[Outline labeling records]

= = = =

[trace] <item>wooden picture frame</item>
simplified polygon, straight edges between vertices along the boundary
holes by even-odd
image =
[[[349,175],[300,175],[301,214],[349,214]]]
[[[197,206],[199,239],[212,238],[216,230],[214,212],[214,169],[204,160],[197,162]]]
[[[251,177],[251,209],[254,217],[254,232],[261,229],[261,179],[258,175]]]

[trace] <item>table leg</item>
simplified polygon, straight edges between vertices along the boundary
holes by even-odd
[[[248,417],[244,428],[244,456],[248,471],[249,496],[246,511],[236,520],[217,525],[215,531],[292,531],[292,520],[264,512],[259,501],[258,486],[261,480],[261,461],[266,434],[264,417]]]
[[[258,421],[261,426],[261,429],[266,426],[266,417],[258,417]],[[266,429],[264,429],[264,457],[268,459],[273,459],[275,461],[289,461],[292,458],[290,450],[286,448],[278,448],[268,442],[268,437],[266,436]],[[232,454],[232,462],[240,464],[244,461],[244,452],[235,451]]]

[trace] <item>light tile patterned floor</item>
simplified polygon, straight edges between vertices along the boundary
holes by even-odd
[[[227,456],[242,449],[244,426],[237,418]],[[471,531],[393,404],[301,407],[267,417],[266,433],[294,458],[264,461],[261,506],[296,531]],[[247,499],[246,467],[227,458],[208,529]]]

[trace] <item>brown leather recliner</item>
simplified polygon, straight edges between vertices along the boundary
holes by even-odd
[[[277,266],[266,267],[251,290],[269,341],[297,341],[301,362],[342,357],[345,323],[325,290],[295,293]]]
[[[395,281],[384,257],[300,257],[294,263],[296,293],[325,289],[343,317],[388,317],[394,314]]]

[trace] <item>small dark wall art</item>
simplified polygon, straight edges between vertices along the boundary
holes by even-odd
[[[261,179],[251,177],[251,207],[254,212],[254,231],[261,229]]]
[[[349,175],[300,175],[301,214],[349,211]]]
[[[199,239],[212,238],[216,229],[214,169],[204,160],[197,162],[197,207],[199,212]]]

= = = =

_Work instructions_:
Set every line of the listing down word for word.

_The response_:
[trace] <item>wooden picture frame</item>
simplified polygon, straight edges between vertices along the boundary
holes by even-odd
image =
[[[349,175],[300,175],[301,214],[349,214]]]
[[[197,206],[199,239],[212,238],[216,230],[214,212],[214,169],[204,160],[197,162]]]
[[[251,177],[251,209],[254,217],[254,232],[261,229],[261,179],[258,175]]]

[trace] <item>table leg</item>
simplified polygon, straight edges between vertices along the boundary
holes by even-odd
[[[248,417],[244,428],[244,456],[248,471],[249,496],[246,511],[236,520],[217,525],[215,531],[292,531],[292,520],[264,512],[259,501],[258,486],[261,480],[261,461],[266,434],[264,417]]]
[[[258,421],[261,426],[261,429],[266,426],[266,417],[258,417]],[[266,429],[264,429],[264,457],[268,459],[273,459],[275,461],[289,461],[292,458],[290,450],[286,448],[278,448],[268,442],[268,437],[266,436]],[[232,454],[232,462],[240,464],[244,461],[244,452],[235,451]]]

[trace] <item>light tile patterned floor</item>
simplified polygon, straight edges between vertices along the boundary
holes by even-odd
[[[227,456],[242,449],[244,426],[237,418]],[[471,531],[393,404],[301,407],[267,417],[266,433],[294,458],[264,461],[261,506],[296,531]],[[247,499],[246,467],[227,458],[208,529]]]

[trace] <item>brown leather recliner</item>
simplified polygon, straight edges between vertices along the boundary
holes by even-odd
[[[277,266],[266,267],[251,290],[269,341],[297,341],[301,362],[342,357],[345,323],[325,290],[295,293]]]
[[[395,281],[384,257],[300,257],[294,263],[296,293],[325,289],[343,317],[388,317],[394,314]]]

[trace] <item>small dark wall art</item>
simplified polygon, straight edges between vertices along the boundary
holes by even-odd
[[[261,179],[251,177],[251,207],[254,212],[254,231],[261,229]]]
[[[349,175],[300,175],[301,214],[349,211]]]
[[[199,239],[212,238],[216,229],[214,169],[204,160],[197,162],[197,207],[199,212]]]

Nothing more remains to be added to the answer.